(Dataset entries)

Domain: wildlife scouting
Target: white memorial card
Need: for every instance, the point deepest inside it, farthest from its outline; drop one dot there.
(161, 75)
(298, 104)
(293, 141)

* _WORK TASK_
Restate the records word for word, keeping every line.

* _THE ANSWER_
Domain: wildlife scouting
Target: white memorial card
Need: for every instance, the point deepest inside it, farthest from its outline; drop one dot there.
(161, 75)
(298, 104)
(293, 141)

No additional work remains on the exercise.